> **Records contained in a dataset**

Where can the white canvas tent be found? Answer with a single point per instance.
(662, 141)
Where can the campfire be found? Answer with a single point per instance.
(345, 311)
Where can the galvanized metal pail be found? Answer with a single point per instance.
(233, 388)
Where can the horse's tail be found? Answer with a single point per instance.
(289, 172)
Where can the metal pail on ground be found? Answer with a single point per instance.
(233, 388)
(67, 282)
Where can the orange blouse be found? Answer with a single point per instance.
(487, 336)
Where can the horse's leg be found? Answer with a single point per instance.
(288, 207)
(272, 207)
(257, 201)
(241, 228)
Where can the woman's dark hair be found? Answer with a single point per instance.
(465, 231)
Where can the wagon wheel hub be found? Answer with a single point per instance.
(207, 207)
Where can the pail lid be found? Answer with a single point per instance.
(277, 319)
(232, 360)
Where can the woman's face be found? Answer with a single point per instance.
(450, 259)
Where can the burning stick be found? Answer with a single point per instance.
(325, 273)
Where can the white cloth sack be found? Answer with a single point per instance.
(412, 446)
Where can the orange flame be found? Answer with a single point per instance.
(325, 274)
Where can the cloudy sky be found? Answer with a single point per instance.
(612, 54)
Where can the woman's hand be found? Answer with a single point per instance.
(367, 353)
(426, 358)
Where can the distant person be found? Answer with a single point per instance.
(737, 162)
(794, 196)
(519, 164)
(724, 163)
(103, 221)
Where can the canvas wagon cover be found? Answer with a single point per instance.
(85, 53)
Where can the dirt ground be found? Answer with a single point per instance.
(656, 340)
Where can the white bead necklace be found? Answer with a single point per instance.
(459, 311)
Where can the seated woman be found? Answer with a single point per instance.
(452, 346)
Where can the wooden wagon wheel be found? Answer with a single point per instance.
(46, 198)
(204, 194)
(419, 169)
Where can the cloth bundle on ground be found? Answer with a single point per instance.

> **Task details**
Your task is to copy every record exactly.

> **Task response**
Where can the white canvas tent be found? Answer with a single point per instance.
(662, 141)
Where can the campfire be found? Answer with a single point per instance.
(345, 311)
Where can the galvanized metal pail be found? Answer with a single point per instance.
(233, 388)
Where can the horse's tail be found? Answer with a single point per instance.
(289, 172)
Where can the metal pail on ground be found? Answer with a single point per instance.
(233, 388)
(67, 282)
Where can the orange blouse be found? Answer with a single point per instance.
(487, 336)
Where can the horse's leg be found? Answer with a single point per instance.
(288, 207)
(272, 207)
(257, 201)
(241, 228)
Where can the woman's dark hair be found? Answer with a single point per instance.
(465, 231)
Where can the wagon wheel hub be found? Answer with a single point per instance.
(207, 207)
Where can the pail lid be found? Answer with a single point per instance.
(277, 319)
(232, 360)
Where can the woman's face be found? Answer with a single point per instance.
(450, 259)
Where can the burning stick be found? Answer with a single point per instance.
(325, 273)
Where can the white cloth sack be found? Answer with a single point per instance.
(412, 446)
Where can the orange flame be found? Answer with a single point per instance.
(325, 274)
Where can the cloudy sky be found? Answer with a single point per instance.
(612, 54)
Where can the woman's hand be found? Answer with a single point per instance.
(367, 353)
(426, 358)
Where can the distant person be found? Answer with a single point per instance.
(737, 162)
(794, 196)
(519, 164)
(724, 163)
(103, 221)
Where can the canvas wagon cover be found? Answer with a single point per instance.
(85, 53)
Where can the dirt ground be found? Answer with a single point per instance.
(656, 340)
Where can the white bead necklace be found? Answer with a single point per instance.
(459, 311)
Where can the seated woman be found? Answer with a single point per instance.
(452, 346)
Where can the wooden wagon wheel be found? Answer with a single point per instance.
(46, 198)
(204, 194)
(419, 169)
Where can the cloth bundle on ground be found? Answer with a single point per instance.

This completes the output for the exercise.